Find the line containing "woman in knit", then return it and every line after it through the end of the records, exactly. Leave out pictures.

-- The data follows --

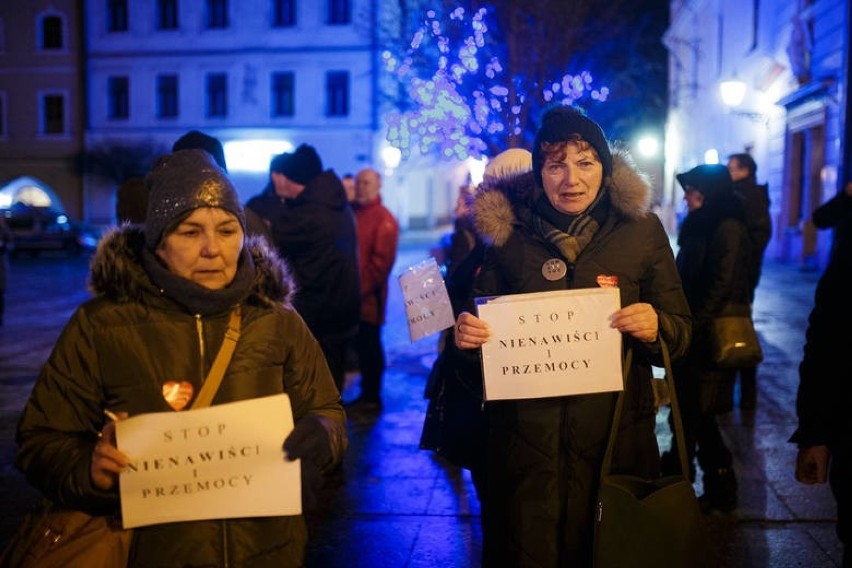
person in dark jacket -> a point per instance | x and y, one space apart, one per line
456 425
825 395
313 228
163 294
584 222
713 262
755 200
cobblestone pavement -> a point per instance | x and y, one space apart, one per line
397 506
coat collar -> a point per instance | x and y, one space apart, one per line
498 208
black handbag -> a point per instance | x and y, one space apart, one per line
647 522
734 342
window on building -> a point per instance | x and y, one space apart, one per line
53 113
167 18
217 95
283 94
118 105
216 14
167 96
337 93
339 12
116 15
283 13
51 32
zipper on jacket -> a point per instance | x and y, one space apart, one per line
199 329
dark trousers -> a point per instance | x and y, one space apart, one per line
371 361
840 478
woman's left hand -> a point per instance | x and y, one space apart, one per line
639 320
107 460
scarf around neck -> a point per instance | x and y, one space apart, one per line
569 233
194 297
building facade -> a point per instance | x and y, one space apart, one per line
789 59
261 75
42 96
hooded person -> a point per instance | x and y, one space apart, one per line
313 229
163 295
712 260
581 219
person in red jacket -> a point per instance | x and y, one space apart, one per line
378 234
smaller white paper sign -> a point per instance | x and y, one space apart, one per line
427 304
224 461
551 344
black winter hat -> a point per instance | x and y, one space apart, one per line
709 179
558 124
195 140
300 166
180 183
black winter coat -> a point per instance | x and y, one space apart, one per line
544 455
117 351
315 234
713 261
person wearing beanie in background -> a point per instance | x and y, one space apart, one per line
164 294
586 224
456 424
378 235
713 262
755 200
195 140
313 228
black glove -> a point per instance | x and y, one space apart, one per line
309 442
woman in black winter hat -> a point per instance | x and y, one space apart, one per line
580 219
712 260
164 296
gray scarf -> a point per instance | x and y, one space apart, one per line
569 233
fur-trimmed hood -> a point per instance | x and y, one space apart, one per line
117 271
498 207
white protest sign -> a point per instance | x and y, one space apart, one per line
427 304
551 344
219 462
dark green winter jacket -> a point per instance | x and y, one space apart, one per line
117 351
544 455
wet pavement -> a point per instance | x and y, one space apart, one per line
393 505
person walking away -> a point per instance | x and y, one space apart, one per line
163 297
587 224
5 247
313 229
378 235
755 200
456 423
713 264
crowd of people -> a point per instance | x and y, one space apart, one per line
304 266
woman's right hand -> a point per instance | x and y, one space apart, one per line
470 331
107 460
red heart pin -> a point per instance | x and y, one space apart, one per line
177 394
605 281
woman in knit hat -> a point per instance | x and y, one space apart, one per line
164 295
582 221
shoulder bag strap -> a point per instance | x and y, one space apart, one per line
217 371
675 409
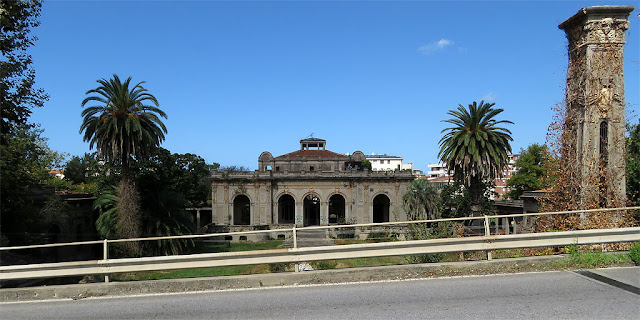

-- The data concluded --

— Solved exercise —
woman in knit hat -> a point per instance | x and y, one space apart, one per line
164 295
582 221
shoulder bag strap -> a point per instance | x and y, one space apart, one per line
217 371
675 409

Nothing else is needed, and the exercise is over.